= Exercise description =
How many lines of the material below contain the string "tree"? Give only the number.

━━━━━━

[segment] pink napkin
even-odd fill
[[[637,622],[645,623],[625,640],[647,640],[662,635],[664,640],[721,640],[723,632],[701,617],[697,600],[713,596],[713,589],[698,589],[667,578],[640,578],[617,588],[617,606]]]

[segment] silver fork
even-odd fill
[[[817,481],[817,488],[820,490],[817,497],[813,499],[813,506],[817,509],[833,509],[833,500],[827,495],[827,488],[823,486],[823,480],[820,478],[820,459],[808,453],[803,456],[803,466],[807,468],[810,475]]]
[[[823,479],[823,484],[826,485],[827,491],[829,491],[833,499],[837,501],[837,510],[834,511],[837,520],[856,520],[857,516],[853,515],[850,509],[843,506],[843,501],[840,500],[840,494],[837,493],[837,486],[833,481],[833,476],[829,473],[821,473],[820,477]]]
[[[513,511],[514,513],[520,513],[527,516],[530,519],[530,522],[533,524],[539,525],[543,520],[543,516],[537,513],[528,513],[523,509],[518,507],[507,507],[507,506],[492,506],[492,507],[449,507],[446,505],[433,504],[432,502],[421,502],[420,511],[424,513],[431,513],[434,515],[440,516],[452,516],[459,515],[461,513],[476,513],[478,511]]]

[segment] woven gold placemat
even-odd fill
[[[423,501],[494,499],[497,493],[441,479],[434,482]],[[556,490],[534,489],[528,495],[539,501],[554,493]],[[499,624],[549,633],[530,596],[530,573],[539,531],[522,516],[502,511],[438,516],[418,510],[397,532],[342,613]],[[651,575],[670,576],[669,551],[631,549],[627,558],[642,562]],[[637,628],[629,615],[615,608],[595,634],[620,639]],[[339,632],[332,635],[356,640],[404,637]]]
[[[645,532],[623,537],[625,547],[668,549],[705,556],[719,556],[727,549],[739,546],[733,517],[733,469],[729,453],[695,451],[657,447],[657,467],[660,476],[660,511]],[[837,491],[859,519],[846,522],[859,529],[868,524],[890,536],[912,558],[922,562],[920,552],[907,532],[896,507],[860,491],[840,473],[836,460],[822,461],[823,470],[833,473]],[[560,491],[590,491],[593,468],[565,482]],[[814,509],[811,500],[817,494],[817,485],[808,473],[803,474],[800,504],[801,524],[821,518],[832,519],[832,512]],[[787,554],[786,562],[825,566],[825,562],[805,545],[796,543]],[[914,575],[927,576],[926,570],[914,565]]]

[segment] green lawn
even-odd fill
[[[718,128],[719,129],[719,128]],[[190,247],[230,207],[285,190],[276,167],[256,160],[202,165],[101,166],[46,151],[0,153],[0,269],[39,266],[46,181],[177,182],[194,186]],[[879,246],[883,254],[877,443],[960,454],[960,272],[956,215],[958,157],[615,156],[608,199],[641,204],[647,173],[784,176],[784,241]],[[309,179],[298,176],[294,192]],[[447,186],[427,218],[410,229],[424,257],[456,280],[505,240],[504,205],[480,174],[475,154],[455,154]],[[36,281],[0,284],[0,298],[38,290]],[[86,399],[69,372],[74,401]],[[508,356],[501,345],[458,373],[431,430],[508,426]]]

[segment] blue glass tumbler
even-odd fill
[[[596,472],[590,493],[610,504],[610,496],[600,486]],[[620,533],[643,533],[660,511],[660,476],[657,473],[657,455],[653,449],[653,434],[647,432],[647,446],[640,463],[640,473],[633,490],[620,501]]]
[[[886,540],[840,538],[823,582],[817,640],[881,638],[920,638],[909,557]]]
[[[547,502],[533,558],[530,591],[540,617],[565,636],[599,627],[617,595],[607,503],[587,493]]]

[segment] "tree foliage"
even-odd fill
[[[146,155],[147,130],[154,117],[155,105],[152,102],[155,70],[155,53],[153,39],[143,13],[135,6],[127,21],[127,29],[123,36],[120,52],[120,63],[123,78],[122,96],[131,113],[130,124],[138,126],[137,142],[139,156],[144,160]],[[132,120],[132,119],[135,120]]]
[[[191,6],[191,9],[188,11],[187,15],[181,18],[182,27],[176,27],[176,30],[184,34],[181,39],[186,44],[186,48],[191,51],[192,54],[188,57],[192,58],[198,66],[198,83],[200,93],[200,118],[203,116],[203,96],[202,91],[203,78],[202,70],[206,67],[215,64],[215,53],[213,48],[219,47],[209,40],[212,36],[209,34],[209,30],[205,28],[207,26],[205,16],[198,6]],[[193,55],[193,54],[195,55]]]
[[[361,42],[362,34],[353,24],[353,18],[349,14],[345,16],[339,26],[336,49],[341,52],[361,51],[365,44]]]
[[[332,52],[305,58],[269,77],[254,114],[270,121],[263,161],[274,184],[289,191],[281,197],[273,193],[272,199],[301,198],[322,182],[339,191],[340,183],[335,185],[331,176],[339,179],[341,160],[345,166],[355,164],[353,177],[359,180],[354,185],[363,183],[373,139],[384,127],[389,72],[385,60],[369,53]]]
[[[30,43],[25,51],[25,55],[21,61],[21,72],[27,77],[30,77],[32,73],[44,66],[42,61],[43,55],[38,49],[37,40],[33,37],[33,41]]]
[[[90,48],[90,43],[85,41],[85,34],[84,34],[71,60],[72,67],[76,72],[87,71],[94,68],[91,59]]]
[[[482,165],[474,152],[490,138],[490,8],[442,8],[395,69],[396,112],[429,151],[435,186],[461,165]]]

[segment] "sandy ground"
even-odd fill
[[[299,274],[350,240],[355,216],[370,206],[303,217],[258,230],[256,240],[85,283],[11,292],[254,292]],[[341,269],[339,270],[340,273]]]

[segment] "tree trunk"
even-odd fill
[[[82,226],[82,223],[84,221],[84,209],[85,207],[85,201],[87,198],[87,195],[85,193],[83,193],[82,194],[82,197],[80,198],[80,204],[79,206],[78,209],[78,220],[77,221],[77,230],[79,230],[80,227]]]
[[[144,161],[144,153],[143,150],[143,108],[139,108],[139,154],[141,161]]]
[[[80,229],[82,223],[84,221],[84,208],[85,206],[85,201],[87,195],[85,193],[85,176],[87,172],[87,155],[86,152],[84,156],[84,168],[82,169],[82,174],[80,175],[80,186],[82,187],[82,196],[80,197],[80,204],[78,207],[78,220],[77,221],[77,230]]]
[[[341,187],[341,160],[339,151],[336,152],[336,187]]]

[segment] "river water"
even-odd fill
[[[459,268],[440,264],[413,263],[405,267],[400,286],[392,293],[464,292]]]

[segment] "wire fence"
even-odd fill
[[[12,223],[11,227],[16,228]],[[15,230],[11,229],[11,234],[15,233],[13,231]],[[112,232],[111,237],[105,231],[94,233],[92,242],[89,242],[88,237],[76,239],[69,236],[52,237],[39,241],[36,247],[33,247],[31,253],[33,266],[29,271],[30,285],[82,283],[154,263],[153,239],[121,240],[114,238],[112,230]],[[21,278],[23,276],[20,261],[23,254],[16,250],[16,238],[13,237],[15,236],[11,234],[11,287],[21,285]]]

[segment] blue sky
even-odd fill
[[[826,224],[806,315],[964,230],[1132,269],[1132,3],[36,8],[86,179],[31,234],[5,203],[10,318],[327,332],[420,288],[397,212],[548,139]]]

━━━━━━

= Solution =
2